Exercise requirements:
Repeat the records below exactly, leaving out every picture.

Given information:
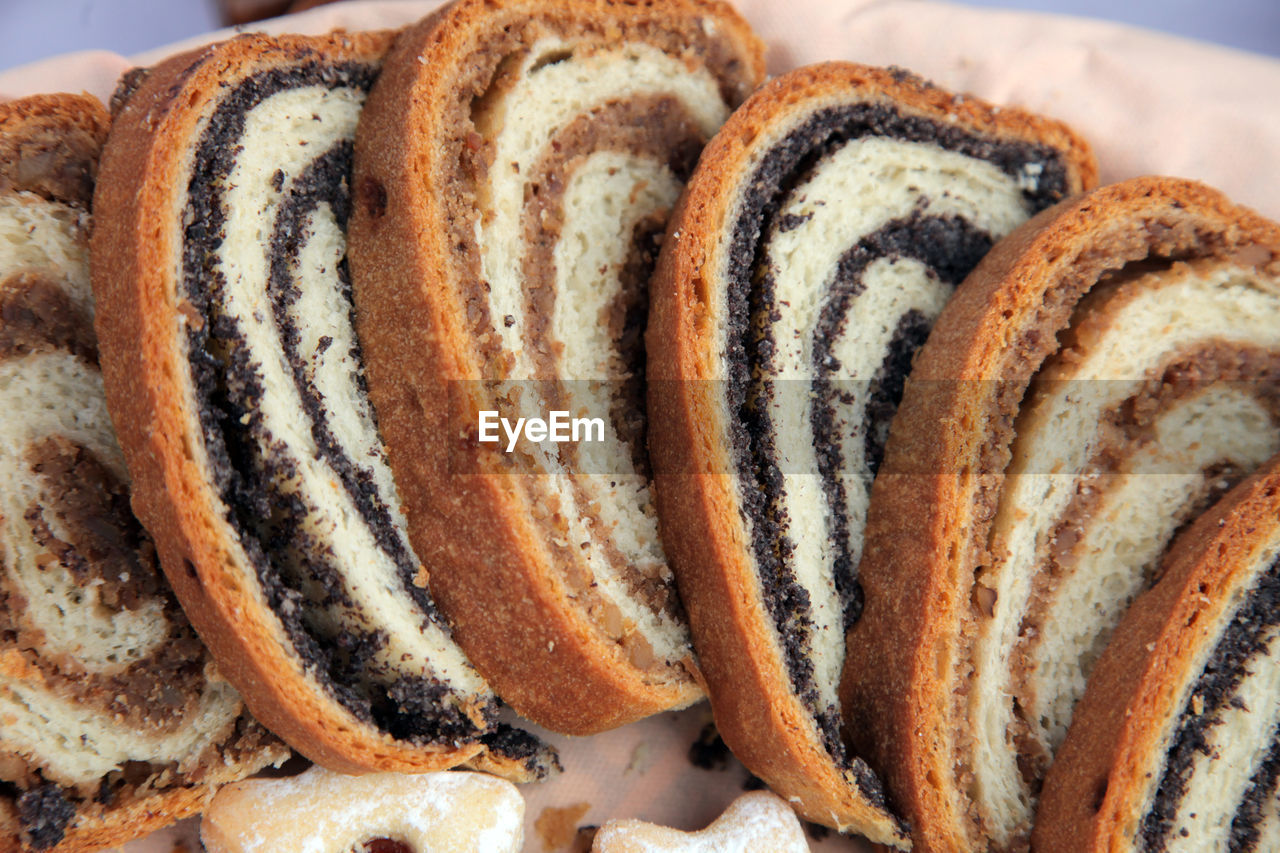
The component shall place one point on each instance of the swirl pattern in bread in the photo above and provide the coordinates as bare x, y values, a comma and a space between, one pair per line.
513, 168
113, 719
236, 377
822, 233
1102, 375
1176, 742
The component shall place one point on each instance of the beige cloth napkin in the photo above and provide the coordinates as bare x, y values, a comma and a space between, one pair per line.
1148, 103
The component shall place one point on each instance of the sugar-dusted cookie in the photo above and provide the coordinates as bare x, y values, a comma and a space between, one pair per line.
327, 812
755, 822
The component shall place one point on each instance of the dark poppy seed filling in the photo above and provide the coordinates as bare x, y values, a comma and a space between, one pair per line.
1258, 811
1220, 765
291, 438
1162, 395
849, 237
105, 696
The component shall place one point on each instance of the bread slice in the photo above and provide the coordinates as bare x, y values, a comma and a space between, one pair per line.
113, 717
1176, 742
513, 170
1097, 381
819, 237
234, 375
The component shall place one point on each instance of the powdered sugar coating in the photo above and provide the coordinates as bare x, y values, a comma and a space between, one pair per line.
755, 822
327, 812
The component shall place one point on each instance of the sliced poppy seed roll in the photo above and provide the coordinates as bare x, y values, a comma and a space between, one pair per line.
1176, 742
113, 719
822, 233
236, 377
1114, 366
515, 168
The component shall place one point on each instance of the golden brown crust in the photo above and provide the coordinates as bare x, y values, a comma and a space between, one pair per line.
543, 656
145, 370
935, 496
1095, 787
758, 716
50, 144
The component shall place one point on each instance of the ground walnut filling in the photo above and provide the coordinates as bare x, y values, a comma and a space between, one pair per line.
104, 687
1164, 393
575, 147
291, 438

Solution for this task:
The component shall place one point on each instance of the swirl pattern in bread in the photo above and provide the coordinates as bare x, y values, a comma and a space between, one pair per line.
513, 168
113, 719
236, 377
822, 233
1102, 375
1176, 742
The component shall place one point on each instance of the beige cloth napkin in the photo above and provide the coordinates as bare x, y values, a comma and a space between, one pair per line.
1148, 103
The component shall place one point on each instance of the sugar-dusted cookie in the photo above and provide the coordinates as bare x, y values, a comma and a space between, one pair per line.
327, 812
755, 822
The component shall place one point on each instance of the dark poppy seed filling in the photo above and provide the coordinates as bare x, y values, a comma and a space between, one pair per line.
1258, 811
1220, 765
291, 438
1162, 395
849, 237
105, 696
The component shall place one point on each instance of the bread slice in the photo above and provide the coordinates as bare x, y values, a comma and a space between, one pair per line.
113, 717
1176, 742
513, 170
1097, 381
819, 237
234, 375
The component shall place one point on each instance of the powdered sugar coating in the photo above and provide the coordinates as bare x, y values, a comma and a space between, one pair per line.
755, 822
327, 812
The component shall place one point on each instance of the sliced poppy seed roll in the photo above and provide the coordinates as bare x, y values, a comma and a space between, one pair per line.
1176, 742
113, 719
822, 233
236, 377
1114, 366
515, 168
The component shall place one point on each instance of the golden brown crust in the photo above and provide the coordinates as bare x, y values, a comma and a space between, one pair per line.
543, 656
145, 370
935, 496
1095, 787
758, 716
50, 144
The component shall place one point on each instance of the ground walnut filling in the photo above and provide the coordinates as bare x, y values, a comma and a space between, one pair per line.
104, 687
1164, 393
575, 147
291, 438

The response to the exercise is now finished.